==== Supplied passage ====

THIS DIAGRAM TAKEN FROM THE MANUAL FOR THE TACTIC TTX-850 RADIO ILLUSTRATES THE EFFECT OF EXPONENTIAL SETTINGS. THE X-AXIS IS CONTROL STICK MOVEMENT AND THE Y-AXIS IS SERVO MOVEMENT.

With exponential enabled, moving the control stick 25% may only result in the control surface moving 10%. This makes it easier for the pilot to input the subtle, nearly imperceptible commands that keep a model flying on a smooth predicable path. Yet, moving the control stick to 100% will still result in 100% servo movement. I typically start with 35% exponential on my sport models and adjust as necessary to meet my preferences. Really aerobatic airplanes may get 70% exponential. I know of some multi-rotor pilots who use 100% exponential. The multi-rotor’s flight controller board may have exponential options as well. In that case, configure expo on either the radio or flight controller, not both.

Exponential settings are typically tied to the dual rate menus. You can define a specific exponential value for each rate of every control axis. You may want greater exponential values for high rate control throws. Be aware that exponential is not defined the same for every radio brand. With Futaba, Hitec, and Tactic radios, you want negative expo values. Spektrum, JR, and Graupner radios need positive exponential values. Getting it backwards will have the undesired effect of making your model very sensitive in cruise…perhaps uncontrollable. Read your manual and make sure that you get it correct.

====

_Written exercise 1_. Reproduce word for word the part of the passage on exponential settings that begins at the words "THIS DIAGRAM TAKEN" and stops after "IS SERVO MOVEMENT.".
_Written exercise 2_. Pick up the passage on radio exponential settings after its last sentence and carry it on.
The listing plays no part in this.

==== Information given ====

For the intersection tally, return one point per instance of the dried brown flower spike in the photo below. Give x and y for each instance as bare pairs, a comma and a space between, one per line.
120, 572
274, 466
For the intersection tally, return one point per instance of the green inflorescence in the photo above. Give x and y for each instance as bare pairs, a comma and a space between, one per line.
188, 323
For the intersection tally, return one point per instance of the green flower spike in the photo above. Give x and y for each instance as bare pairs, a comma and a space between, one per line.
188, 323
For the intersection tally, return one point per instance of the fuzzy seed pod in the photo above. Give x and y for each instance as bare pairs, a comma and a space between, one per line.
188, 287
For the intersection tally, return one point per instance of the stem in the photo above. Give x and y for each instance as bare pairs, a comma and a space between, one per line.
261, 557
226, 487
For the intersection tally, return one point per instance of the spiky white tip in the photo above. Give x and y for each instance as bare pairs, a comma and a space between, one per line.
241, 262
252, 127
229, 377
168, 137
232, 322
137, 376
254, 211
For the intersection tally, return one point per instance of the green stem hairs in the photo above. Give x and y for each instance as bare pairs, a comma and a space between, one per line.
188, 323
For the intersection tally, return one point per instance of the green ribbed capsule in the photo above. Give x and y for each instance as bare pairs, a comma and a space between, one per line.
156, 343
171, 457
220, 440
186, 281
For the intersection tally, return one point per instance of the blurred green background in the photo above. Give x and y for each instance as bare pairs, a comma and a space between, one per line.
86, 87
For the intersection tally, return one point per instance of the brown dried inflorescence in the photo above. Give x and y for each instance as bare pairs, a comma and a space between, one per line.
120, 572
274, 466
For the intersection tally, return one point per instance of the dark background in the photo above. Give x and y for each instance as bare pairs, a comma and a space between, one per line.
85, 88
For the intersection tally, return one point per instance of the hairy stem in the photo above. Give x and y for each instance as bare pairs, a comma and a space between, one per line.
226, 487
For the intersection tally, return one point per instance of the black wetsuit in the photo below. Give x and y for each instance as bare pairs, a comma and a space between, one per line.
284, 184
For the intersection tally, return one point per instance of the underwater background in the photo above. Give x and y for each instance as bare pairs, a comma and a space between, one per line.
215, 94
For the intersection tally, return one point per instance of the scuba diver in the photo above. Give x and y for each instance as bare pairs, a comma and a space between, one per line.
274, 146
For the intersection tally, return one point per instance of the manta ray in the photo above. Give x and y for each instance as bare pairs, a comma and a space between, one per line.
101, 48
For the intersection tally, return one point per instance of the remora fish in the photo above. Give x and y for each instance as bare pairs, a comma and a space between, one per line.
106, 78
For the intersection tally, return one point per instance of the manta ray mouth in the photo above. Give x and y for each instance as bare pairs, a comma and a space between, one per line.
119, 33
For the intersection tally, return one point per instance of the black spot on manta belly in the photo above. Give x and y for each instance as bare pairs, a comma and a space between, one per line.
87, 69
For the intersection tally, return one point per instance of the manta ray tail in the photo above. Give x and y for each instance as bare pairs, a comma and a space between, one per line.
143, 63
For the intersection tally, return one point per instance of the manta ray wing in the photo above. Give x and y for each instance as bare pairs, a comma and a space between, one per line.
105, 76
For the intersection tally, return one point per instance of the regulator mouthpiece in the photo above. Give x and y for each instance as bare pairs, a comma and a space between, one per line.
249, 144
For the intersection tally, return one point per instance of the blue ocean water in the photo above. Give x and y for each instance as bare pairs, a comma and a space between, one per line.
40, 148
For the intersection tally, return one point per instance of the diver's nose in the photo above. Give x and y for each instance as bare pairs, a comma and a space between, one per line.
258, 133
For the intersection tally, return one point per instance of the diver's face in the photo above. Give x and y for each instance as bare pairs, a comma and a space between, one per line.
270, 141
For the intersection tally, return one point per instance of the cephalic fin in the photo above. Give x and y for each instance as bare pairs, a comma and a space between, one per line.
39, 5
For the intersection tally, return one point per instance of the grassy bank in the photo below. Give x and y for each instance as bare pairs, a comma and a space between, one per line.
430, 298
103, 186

====

_Response 1_.
THIS DIAGRAM TAKEN FROM THE MANUAL FOR THE TACTIC TTX-850 RADIO ILLUSTRATES THE EFFECT OF EXPONENTIAL SETTINGS. THE X-AXIS IS CONTROL STICK MOVEMENT AND THE Y-AXIS IS SERVO MOVEMENT.

_Response 2_.
End Point Adjustment

End Point Adjustment (EPA) allows you to define the maximum servo travel for any channel. This feature is especially helpful when dealing with components such as wing flaps or bomb releases that could get damaged by excessive movements. In these cases, it is often necessary to reduce the EPA values drastically before connecting the servo to the component that it will move. Then you can gradually increase the endpoints without fear of damaging anything.

THIS MENU FOR EPA (CALLED “TRAVEL” BY TACTIC) SHOWS WHERE I HAD TO LIMIT THE SERVO MOVEMENT TO MAKE THE FLAPS AND BOMB RELEASE (CHANNELS 6 AND 7) FUNCTION PROPERLY ON THIS MODEL.

While EPA is a very useful tool when configuring a model, it is not always the best option. If you find that you are reducing the throw of a servo significantly, you may be better served by making mechanical adjustments to the control mechanism. For instance, moving the pushrod closer to the servo’s axis of rotation will have the combined benefit of decreasing its linear control throw while also increasing its mechanical advantage.

Failsafe

I write about Failsafe with the hope that it will remind me to configure it more often. Failsafe defines how the onboard components of the radio system will react when the link between the transmitter and receiver is broken, i.e. you aren’t in control anymore. While such instances are rare, the possibility is credible enough to prepare for it.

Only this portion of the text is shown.